[EXERCISE DESCRIPTION]
Copy everything in the listing below word for word, apart from any images.

** begin INPUT MATERIAL **

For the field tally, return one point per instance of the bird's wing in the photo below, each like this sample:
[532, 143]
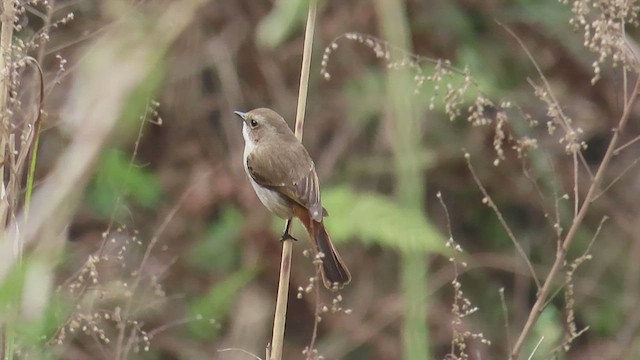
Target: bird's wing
[271, 167]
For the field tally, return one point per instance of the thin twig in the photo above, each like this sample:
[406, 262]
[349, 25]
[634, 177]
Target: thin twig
[489, 202]
[538, 306]
[280, 316]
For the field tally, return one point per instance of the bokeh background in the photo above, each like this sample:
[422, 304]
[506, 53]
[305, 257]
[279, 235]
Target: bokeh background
[167, 189]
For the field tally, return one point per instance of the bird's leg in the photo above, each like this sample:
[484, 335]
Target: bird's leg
[287, 228]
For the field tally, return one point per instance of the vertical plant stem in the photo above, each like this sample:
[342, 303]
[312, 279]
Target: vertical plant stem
[277, 341]
[561, 256]
[6, 38]
[409, 182]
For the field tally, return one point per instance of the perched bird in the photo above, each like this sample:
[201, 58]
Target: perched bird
[285, 180]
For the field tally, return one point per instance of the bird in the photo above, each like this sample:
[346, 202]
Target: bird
[284, 178]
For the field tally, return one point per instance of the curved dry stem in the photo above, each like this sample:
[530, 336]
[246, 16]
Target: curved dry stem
[543, 294]
[489, 202]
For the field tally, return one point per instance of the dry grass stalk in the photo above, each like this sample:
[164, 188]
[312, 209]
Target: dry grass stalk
[280, 316]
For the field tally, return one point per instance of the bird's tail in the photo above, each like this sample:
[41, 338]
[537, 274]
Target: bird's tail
[335, 274]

** end INPUT MATERIAL **

[CORRECT ANSWER]
For the field tally, return one point per instance of the bird's wing in the photo below, each like this sample:
[532, 143]
Target: bird's wing
[271, 167]
For the field tally, return one point per instance of the thin twig in the photo above, each like this sample:
[406, 262]
[349, 25]
[634, 177]
Target: thin twig
[489, 202]
[538, 306]
[280, 316]
For the field tally, return one point per instance of the bokeh background in the photo above, each like this sample:
[422, 304]
[506, 53]
[305, 257]
[279, 235]
Target: bokeh background
[167, 189]
For the field tally, return one point per instance of the bird's leg in the photo above, each like this sample:
[484, 335]
Target: bird's leg
[287, 228]
For the field tally, return one point per instance of the vertical plant stem in the photo above, each like this sample:
[342, 303]
[312, 279]
Target: vertical plant stem
[277, 341]
[561, 256]
[6, 38]
[409, 182]
For the field tally, return one point per instance of the perched bird in the photo above, each like this sample:
[201, 58]
Target: perched bird
[285, 180]
For the field tally, return one point per instance of the bird in the photo above, each like this sample:
[346, 202]
Target: bird
[284, 178]
For the field tally, return one point per instance of the curved dry stem in the photo above, each like this sample:
[530, 336]
[246, 16]
Target: curved dry stem
[543, 294]
[489, 202]
For the field tally, return one point per instance of the dry grass stalk in the photo above, each like this sample:
[164, 188]
[312, 209]
Target: dry grass stalk
[280, 316]
For the field tally, return one point per instance of the bird's tail in the photo above, each like this sample:
[41, 338]
[537, 274]
Target: bird's tail
[335, 274]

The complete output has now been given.